◆ Required tasks ◆
• A. Answer these questions from the Medicaid anniversary text, one per line, marked to match:
(i) Which president signed into law the bill that created Medicare and Medicaid?
(ii) What share of all births nationwide does the text say are financed through Medicaid?
(iii) Compared with other babies, how many times more likely to die are babies born to mothers who received no prenatal care?
• B. Write a continuation of the text on Medicaid's 50th anniversary, starting after its final sentence.

This summer marks the 50th anniversary of a monumental change for our country: President Lyndon Baines Johnson signing into law the bill that created Medicare and Medicaid. While there has been much publicity over the past several months about this milestone for Medicare and its positive impact on the health of the elderly, it’s disappointing that there has been less attention paid to Medicaid, which has been providing access to health care for the poor and chronically ill for the same 50 years.

This summer marks the 50th anniversary of a monumental change for our country: President Lyndon Baines Johnson signing into law the bill that created Medicare and Medicaid.

While there has been much publicity over the past several months about this milestone for Medicare and its positive impact on the health of the elderly, it's disappointing that there has been less attention paid to Medicaid, which has been providing access to health care for the poor and chronically ill for the same 50 years.

At its outset, the Medicaid program was envisioned as a health care safety net for those most in need. Today, it helps provide economic stability for the working poor – people from all backgrounds, ethnicities, and geographic regions. It also aids our nation's sickest and most vulnerable and impacts our entire health care system, our economy, our work force, and our neighborhoods and communities.

For example, nearly half of all births nationwide are financed through Medicaid. Medicaid provides access to care not only for the child, but also prenatal care for the mother throughout her pregnancy. And research shows that prenatal care leads to more normal birth weight babies and children who survive and thrive. In fact, babies born to mothers who received no prenatal care are three times more likely to be born at low birth weight, and five times more likely to die.

◆ Given information ◆
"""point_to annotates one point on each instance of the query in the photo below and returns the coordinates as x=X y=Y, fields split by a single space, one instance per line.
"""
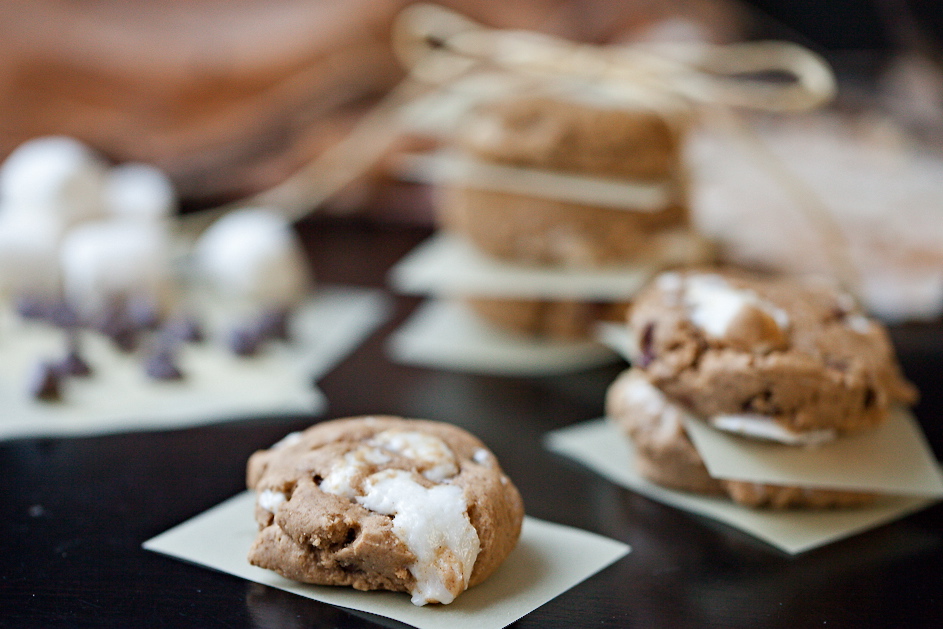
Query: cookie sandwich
x=384 y=503
x=791 y=363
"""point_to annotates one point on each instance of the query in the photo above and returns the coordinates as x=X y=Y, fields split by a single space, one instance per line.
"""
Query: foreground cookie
x=769 y=358
x=384 y=503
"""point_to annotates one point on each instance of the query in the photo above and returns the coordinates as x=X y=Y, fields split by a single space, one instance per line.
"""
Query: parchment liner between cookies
x=606 y=450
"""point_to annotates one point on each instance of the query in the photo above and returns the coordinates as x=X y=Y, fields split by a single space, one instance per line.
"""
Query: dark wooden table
x=75 y=511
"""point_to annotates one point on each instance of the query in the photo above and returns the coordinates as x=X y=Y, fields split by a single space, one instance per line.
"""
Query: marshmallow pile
x=87 y=244
x=72 y=227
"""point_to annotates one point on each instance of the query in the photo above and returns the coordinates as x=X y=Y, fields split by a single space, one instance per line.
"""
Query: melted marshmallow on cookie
x=434 y=525
x=432 y=522
x=714 y=304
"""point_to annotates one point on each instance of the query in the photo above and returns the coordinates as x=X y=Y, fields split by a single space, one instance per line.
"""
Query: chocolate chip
x=44 y=383
x=119 y=328
x=63 y=315
x=273 y=324
x=74 y=365
x=185 y=329
x=160 y=366
x=142 y=314
x=244 y=341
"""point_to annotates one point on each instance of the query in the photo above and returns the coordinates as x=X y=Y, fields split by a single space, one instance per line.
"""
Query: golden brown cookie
x=383 y=503
x=666 y=456
x=563 y=320
x=579 y=128
x=535 y=230
x=743 y=348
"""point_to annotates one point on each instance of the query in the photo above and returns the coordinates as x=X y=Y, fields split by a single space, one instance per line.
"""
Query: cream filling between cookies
x=767 y=428
x=432 y=522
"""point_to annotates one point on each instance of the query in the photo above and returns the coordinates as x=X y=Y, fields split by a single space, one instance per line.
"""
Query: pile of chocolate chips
x=130 y=325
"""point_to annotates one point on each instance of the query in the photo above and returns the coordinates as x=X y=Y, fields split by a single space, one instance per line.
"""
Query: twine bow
x=439 y=47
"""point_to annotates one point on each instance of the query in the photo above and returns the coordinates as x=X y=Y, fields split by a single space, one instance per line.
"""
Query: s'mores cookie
x=384 y=503
x=605 y=172
x=666 y=456
x=770 y=359
x=797 y=361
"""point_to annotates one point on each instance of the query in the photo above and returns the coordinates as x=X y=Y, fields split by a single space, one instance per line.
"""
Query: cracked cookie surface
x=666 y=456
x=800 y=354
x=383 y=503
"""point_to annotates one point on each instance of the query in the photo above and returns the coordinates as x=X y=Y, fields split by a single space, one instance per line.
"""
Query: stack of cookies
x=790 y=363
x=567 y=176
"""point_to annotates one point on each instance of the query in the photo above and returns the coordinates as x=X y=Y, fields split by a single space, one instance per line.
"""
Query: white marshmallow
x=433 y=523
x=29 y=253
x=139 y=191
x=253 y=254
x=109 y=260
x=271 y=500
x=713 y=304
x=53 y=174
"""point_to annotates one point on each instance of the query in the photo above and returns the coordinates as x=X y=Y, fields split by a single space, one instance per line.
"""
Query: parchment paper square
x=602 y=448
x=549 y=559
x=446 y=335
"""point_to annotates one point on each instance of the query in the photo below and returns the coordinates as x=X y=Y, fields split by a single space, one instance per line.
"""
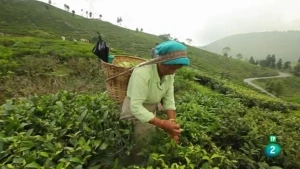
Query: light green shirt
x=146 y=87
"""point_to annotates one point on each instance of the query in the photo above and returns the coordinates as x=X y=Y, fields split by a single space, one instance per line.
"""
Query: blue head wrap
x=173 y=50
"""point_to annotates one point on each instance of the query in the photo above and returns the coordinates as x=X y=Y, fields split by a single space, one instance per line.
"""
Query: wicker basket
x=117 y=86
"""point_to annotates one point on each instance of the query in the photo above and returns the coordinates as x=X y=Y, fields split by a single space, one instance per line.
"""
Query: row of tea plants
x=69 y=130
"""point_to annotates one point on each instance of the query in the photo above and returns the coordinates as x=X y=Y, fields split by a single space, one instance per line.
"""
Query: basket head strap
x=159 y=59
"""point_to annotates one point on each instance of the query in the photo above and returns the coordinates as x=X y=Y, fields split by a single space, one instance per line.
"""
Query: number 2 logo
x=272 y=151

◆ Outputs in order ◆
• A.
(i) President Lyndon Baines Johnson
(ii) Nearly half
(iii) Five times

• B.
Yet in Medicaid – as in all health care – tremendous opportunity exists to leverage innovation and technology to improve the delivery and quality of care. As the landscape of health care changes, sustaining and strengthening this program will require increased collaboration between the private sector and the public sector, hospitals and insurers, and, most importantly, patients and their doctors.

While Medicaid is administered by states, private companies are also deeply involved.  It is this longstanding public-private collaboration that has allowed the program to innovate and evolve.  For example, AmeriHealth Caritas, an affiliate of Independence Blue Cross, offers Medicaid coverage to 6.8 million people in 16 states and the District of Columbia, and recently partnered with the health care technology company Theranos to make its less invasive and more efficient diagnostic tests available directly to its members. Through initiatives such as this, Medicaid not only fosters important innovations, but also helps to strengthen our entire health care system, although with less public notice than its better-known partner, Medicare.

As we observe the 50th birthday of Medicaid, we should bear in mind the spirit of collaboration, flexibility, and partnership that has made the program successful and that will keep it strong as it looks ahead to the next 50 years.